→ **Instrucción escrita**
Toma solo las líneas que van desde la que contiene "the jet engine" hasta el final de las entradas, ambas incluidas. Vuelve a escribirlas todas, indicaciones incluidas, y escala cada coordenada de las respuestas multiplicándola por 0,9 y redondeándola al entero más próximo, con las mitades hacia arriba.

→ **Registros sin procesar**
◇ ◇ ◇ ◇ ◇
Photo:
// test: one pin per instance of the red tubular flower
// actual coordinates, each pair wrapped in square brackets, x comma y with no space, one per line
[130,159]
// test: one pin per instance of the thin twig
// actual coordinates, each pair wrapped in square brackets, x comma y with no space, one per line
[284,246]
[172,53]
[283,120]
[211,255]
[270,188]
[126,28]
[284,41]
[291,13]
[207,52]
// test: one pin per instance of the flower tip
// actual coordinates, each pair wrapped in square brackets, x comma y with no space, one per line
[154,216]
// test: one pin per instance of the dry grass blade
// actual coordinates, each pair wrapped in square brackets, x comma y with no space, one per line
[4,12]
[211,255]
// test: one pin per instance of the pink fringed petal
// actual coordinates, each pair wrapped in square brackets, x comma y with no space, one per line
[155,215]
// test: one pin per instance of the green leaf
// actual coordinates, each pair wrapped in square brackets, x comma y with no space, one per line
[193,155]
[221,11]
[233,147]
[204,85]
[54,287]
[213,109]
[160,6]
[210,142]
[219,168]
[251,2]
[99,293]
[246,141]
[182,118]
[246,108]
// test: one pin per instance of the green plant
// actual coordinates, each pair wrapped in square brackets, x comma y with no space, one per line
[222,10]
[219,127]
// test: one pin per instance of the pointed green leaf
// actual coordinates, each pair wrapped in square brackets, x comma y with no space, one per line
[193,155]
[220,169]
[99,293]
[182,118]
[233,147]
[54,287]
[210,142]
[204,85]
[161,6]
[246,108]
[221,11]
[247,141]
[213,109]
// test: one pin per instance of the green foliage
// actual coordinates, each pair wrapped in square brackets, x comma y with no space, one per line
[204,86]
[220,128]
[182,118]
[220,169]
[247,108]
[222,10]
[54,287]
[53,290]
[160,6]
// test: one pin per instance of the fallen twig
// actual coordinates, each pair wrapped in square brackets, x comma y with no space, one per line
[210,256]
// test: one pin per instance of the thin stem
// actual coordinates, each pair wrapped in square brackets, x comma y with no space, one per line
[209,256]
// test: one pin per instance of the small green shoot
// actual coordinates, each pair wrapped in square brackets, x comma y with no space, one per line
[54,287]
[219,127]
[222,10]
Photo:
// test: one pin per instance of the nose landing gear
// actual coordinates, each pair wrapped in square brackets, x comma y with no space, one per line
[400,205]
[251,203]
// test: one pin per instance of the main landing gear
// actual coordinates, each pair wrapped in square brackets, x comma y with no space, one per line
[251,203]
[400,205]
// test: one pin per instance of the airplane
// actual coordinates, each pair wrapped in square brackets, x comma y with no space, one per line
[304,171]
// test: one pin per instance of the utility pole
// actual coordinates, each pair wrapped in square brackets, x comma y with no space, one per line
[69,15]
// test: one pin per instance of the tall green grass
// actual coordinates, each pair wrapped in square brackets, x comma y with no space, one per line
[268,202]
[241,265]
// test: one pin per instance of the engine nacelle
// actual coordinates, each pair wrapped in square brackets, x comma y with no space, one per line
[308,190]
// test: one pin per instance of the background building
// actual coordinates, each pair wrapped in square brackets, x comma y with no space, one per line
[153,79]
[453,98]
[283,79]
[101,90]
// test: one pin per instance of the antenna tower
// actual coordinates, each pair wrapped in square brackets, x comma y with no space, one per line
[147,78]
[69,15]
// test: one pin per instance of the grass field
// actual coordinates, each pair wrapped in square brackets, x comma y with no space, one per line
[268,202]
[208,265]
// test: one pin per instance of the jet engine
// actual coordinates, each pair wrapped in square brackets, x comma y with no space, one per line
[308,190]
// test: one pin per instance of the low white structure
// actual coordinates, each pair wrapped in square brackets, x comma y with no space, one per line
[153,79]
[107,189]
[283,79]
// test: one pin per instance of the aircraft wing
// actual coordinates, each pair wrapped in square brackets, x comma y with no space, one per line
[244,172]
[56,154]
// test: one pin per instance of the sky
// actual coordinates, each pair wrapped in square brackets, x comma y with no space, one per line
◇ ◇ ◇ ◇ ◇
→ **Resultado**
// test: one pin per instance of the jet engine
// actual coordinates, each pair wrapped in square brackets, x comma y with no space, one per line
[277,171]
// test: one pin per instance of the low white structure
// actual coordinates, each pair wrapped in square brackets, x comma y with no space, one per line
[138,71]
[96,170]
[255,71]
// test: one pin per instance of the aircraft wing
// actual coordinates, each pair wrapped in square brackets, x comma y with no space, one per line
[220,155]
[50,139]
// test: one pin per instance of the sky
// actual coordinates, each pair wrapped in square brackets, x comma y with no space, one per line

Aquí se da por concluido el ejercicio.